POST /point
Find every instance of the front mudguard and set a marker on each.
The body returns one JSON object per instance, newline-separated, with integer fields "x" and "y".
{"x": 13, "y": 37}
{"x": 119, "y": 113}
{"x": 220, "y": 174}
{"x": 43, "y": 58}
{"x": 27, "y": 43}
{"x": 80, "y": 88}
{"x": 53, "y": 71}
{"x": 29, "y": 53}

----------------

REQUIRED ACTION
Nothing but the lines from the one that contains "Find every instance" to the end of the listing should be given again, each exactly as it appears.

OUTPUT OF THE EXERCISE
Find every instance of the front mudguard and set a marker on each.
The body returns one JSON object per instance, newline-separated, with integer fields "x" and "y".
{"x": 13, "y": 37}
{"x": 119, "y": 113}
{"x": 220, "y": 174}
{"x": 43, "y": 58}
{"x": 27, "y": 43}
{"x": 80, "y": 88}
{"x": 53, "y": 71}
{"x": 29, "y": 53}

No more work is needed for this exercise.